Location identification entries
+++++

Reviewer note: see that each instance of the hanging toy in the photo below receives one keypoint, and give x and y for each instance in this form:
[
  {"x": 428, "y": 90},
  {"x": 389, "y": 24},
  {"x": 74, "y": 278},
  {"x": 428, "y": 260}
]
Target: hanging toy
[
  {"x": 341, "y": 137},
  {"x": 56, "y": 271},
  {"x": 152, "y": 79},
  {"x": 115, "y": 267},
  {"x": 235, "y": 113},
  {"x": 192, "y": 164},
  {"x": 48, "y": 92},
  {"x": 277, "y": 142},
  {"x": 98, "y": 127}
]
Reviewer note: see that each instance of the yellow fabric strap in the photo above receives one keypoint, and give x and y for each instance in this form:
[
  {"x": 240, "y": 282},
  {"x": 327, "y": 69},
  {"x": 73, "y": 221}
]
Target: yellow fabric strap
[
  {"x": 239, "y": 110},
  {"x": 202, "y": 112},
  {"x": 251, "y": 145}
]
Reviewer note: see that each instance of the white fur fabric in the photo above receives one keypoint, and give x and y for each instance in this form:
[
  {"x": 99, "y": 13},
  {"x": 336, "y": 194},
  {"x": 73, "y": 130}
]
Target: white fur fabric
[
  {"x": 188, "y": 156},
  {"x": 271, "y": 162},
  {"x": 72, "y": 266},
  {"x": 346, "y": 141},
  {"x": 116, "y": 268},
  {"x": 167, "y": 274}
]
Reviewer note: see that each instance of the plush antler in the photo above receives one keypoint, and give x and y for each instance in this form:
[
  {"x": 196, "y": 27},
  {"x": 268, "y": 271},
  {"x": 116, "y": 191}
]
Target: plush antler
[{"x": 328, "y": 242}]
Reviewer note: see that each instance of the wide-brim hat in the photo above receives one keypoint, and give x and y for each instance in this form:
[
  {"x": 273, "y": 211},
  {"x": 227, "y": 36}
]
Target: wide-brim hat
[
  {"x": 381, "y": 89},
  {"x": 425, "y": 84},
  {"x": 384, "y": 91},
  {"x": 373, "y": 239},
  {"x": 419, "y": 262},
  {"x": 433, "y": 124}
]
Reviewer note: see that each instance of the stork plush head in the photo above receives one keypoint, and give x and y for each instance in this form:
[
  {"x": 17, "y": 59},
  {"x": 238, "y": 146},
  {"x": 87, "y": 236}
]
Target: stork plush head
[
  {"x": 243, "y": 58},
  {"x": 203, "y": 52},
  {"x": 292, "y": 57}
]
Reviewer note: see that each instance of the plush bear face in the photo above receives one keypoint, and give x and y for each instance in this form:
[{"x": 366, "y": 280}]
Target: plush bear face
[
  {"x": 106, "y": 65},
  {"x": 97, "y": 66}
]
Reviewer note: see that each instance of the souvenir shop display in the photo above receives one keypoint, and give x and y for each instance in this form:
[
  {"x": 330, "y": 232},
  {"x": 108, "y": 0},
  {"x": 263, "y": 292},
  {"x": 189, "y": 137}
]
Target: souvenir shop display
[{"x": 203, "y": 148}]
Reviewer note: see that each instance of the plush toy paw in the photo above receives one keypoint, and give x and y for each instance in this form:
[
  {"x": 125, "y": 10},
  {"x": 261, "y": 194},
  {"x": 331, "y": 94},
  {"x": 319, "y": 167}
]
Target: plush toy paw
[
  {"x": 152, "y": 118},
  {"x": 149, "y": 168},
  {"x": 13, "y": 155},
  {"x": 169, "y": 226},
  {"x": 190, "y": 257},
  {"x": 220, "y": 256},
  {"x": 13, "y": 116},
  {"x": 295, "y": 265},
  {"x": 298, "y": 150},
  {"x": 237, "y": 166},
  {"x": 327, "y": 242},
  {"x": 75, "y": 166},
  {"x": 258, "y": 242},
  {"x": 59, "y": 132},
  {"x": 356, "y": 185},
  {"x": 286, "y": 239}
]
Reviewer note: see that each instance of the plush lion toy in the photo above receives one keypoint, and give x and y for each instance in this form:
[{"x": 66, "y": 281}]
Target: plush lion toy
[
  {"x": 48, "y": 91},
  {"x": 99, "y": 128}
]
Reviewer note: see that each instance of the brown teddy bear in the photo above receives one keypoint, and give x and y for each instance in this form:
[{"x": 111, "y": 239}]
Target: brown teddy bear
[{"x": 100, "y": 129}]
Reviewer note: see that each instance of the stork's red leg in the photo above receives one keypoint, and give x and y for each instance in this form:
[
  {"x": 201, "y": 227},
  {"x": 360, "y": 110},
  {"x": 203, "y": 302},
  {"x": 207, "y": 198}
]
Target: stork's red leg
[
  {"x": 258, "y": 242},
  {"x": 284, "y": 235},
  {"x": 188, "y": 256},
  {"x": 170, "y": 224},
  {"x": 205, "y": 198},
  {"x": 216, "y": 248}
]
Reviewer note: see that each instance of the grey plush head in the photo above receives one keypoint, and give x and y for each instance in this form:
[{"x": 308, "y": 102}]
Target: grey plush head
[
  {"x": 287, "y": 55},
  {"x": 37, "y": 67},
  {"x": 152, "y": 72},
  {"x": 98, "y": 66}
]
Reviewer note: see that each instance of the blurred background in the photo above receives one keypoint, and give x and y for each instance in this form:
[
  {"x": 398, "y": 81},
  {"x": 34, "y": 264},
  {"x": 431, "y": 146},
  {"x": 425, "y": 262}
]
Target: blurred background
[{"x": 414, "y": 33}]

+++++

The problem :: Each record above should be repeated exactly as it appears.

Correct output ::
Reviewer note: see that each instance of the hanging toy in the photo below receives one keypoint, and give x and y for each instance in this form:
[
  {"x": 428, "y": 90},
  {"x": 389, "y": 24},
  {"x": 74, "y": 278},
  {"x": 428, "y": 260}
]
Target: hanging toy
[
  {"x": 341, "y": 137},
  {"x": 56, "y": 271},
  {"x": 152, "y": 79},
  {"x": 115, "y": 267},
  {"x": 235, "y": 113},
  {"x": 192, "y": 164},
  {"x": 48, "y": 92},
  {"x": 277, "y": 142},
  {"x": 98, "y": 127}
]
Reviewer note: see that each instance of the yellow fabric strap in the photo above receives one keypoint, and give x and y for each instance in this form:
[
  {"x": 240, "y": 282},
  {"x": 327, "y": 69},
  {"x": 73, "y": 221}
]
Target: yellow fabric strap
[
  {"x": 239, "y": 110},
  {"x": 202, "y": 112},
  {"x": 251, "y": 145}
]
Reviewer note: see that each instance of the white fur fabric in the photo above receives one keypoint, and give x and y for each instance in this form:
[
  {"x": 99, "y": 13},
  {"x": 336, "y": 194},
  {"x": 73, "y": 130}
]
Target: white fur fabric
[
  {"x": 188, "y": 156},
  {"x": 271, "y": 162},
  {"x": 72, "y": 266},
  {"x": 346, "y": 141},
  {"x": 116, "y": 268},
  {"x": 167, "y": 274}
]
Reviewer note: see that each instance of the plush antler in the photo above receives one keypoint, and give x and y for each instance in this form:
[
  {"x": 196, "y": 27},
  {"x": 268, "y": 271},
  {"x": 116, "y": 191}
]
Target: plush antler
[{"x": 328, "y": 242}]
Reviewer note: see that each instance of the wide-brim hat in the photo above receives one keypoint, and give x and y for each instance in this form:
[
  {"x": 273, "y": 211},
  {"x": 227, "y": 36}
]
Target: wide-brim hat
[
  {"x": 381, "y": 89},
  {"x": 425, "y": 84},
  {"x": 384, "y": 91},
  {"x": 373, "y": 239},
  {"x": 419, "y": 262},
  {"x": 433, "y": 124}
]
Reviewer note: see that each instance of the stork plush head in the photo above receives one keypoint, and give x and y for each instance in this form:
[
  {"x": 17, "y": 59},
  {"x": 238, "y": 146},
  {"x": 87, "y": 236}
]
Target: stork plush head
[
  {"x": 243, "y": 58},
  {"x": 203, "y": 52},
  {"x": 292, "y": 57}
]
Reviewer note: see that each instance of the plush bear face in the photo above receives one keypoint, and give x and y for each instance in this form:
[{"x": 366, "y": 280}]
Target: plush bear face
[
  {"x": 106, "y": 65},
  {"x": 97, "y": 66}
]
Reviewer note: see that each instance of the souvenir shop display in the photo above receives one keypoint, and give x and y for each instance in this form:
[
  {"x": 330, "y": 232},
  {"x": 108, "y": 0},
  {"x": 263, "y": 292},
  {"x": 189, "y": 137}
]
Target: souvenir shop display
[{"x": 203, "y": 148}]
Reviewer note: see that each instance of the plush toy paw in the photo above receives one keypoint, and give x and y for each instance in this form:
[
  {"x": 125, "y": 10},
  {"x": 261, "y": 194},
  {"x": 331, "y": 94},
  {"x": 319, "y": 167}
]
Target: plush toy paw
[
  {"x": 152, "y": 118},
  {"x": 149, "y": 168},
  {"x": 13, "y": 155},
  {"x": 169, "y": 226},
  {"x": 190, "y": 257},
  {"x": 220, "y": 256},
  {"x": 13, "y": 116},
  {"x": 295, "y": 265},
  {"x": 298, "y": 150},
  {"x": 237, "y": 166},
  {"x": 327, "y": 242},
  {"x": 75, "y": 166},
  {"x": 258, "y": 242},
  {"x": 59, "y": 132},
  {"x": 356, "y": 185},
  {"x": 286, "y": 239}
]
Reviewer note: see that each instance of the plush lion toy in the photo above receives one keypoint, and give x and y for each instance in this form:
[{"x": 66, "y": 281}]
Target: plush lion toy
[
  {"x": 48, "y": 91},
  {"x": 99, "y": 128}
]
Reviewer note: see that each instance of the brown teddy bear in the photo above receives one keypoint, and give x and y for each instance in this form:
[{"x": 111, "y": 239}]
Target: brown teddy bear
[{"x": 100, "y": 129}]
Reviewer note: see that each instance of the stork's red leg in the photo above receives one keypoint, and give x and y for each instance in this form:
[
  {"x": 201, "y": 227},
  {"x": 360, "y": 110},
  {"x": 203, "y": 302},
  {"x": 207, "y": 198}
]
Target: stork's red leg
[
  {"x": 258, "y": 242},
  {"x": 284, "y": 235},
  {"x": 188, "y": 256},
  {"x": 170, "y": 224},
  {"x": 205, "y": 198},
  {"x": 216, "y": 248}
]
Reviewer note: see that each instance of the grey plush head in the photo above receives one keypoint, and give x and y for each instance in this form:
[{"x": 308, "y": 102}]
Target: grey plush head
[
  {"x": 287, "y": 55},
  {"x": 37, "y": 67},
  {"x": 152, "y": 72},
  {"x": 98, "y": 66}
]
Reviewer note: see that each instance of the blurred background in the photo above receives one keypoint, and give x and y for each instance in this form:
[
  {"x": 398, "y": 81},
  {"x": 34, "y": 264},
  {"x": 431, "y": 146},
  {"x": 425, "y": 262}
]
Target: blurred background
[{"x": 414, "y": 33}]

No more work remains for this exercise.